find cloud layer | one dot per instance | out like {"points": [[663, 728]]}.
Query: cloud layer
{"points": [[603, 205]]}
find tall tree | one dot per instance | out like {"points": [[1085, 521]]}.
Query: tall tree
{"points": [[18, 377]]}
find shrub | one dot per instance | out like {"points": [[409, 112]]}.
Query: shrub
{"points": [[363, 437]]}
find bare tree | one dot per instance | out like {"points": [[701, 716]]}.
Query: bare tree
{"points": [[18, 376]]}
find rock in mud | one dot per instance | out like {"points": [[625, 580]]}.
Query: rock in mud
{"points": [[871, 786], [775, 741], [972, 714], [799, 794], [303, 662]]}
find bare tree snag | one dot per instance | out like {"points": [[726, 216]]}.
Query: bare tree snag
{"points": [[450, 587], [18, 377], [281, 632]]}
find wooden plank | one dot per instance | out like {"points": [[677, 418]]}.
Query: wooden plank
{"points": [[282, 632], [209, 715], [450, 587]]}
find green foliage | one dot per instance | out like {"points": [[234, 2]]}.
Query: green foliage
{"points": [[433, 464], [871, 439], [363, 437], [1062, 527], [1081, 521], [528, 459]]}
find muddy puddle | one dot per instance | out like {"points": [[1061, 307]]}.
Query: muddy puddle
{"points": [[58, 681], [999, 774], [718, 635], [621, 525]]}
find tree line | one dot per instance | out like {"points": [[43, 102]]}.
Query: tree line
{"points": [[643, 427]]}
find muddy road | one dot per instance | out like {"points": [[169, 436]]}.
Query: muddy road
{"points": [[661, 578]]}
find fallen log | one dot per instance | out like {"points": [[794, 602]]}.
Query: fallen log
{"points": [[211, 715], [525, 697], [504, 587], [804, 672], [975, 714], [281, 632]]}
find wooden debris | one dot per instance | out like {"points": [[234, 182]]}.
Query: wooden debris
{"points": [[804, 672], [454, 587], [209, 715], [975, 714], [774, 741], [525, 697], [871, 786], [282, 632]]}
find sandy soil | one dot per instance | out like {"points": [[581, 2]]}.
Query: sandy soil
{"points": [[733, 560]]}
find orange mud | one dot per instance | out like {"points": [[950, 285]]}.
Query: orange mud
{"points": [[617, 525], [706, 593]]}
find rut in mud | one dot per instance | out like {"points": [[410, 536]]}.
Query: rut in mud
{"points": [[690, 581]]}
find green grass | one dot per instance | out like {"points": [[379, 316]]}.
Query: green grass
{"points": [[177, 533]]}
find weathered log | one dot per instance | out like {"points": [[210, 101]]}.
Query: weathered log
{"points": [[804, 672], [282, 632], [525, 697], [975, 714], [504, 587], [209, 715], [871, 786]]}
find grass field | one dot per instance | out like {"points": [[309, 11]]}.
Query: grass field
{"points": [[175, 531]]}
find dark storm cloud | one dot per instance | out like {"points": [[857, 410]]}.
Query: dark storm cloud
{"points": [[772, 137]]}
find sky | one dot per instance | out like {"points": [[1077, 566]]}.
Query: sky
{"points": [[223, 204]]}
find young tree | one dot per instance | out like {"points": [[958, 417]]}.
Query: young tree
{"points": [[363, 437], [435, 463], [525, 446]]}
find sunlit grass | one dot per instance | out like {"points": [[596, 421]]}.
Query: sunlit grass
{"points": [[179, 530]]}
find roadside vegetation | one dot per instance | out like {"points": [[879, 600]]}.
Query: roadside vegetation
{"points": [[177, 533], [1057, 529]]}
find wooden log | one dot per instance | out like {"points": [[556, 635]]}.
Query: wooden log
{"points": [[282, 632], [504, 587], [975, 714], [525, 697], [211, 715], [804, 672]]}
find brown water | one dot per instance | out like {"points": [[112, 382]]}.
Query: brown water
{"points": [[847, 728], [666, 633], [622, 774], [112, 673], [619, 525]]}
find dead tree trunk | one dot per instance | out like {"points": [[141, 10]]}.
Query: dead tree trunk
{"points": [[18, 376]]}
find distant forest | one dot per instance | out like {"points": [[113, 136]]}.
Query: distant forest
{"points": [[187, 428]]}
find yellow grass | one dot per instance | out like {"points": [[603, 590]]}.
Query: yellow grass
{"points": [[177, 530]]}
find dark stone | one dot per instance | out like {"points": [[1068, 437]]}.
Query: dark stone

┄┄┄┄┄┄

Exercise requirements
The word "stone" is the filter: copy every line of the listing above that contains it.

Your solution
find dark stone | one dot per instance | out like {"points": [[1068, 437]]}.
Query: dark stone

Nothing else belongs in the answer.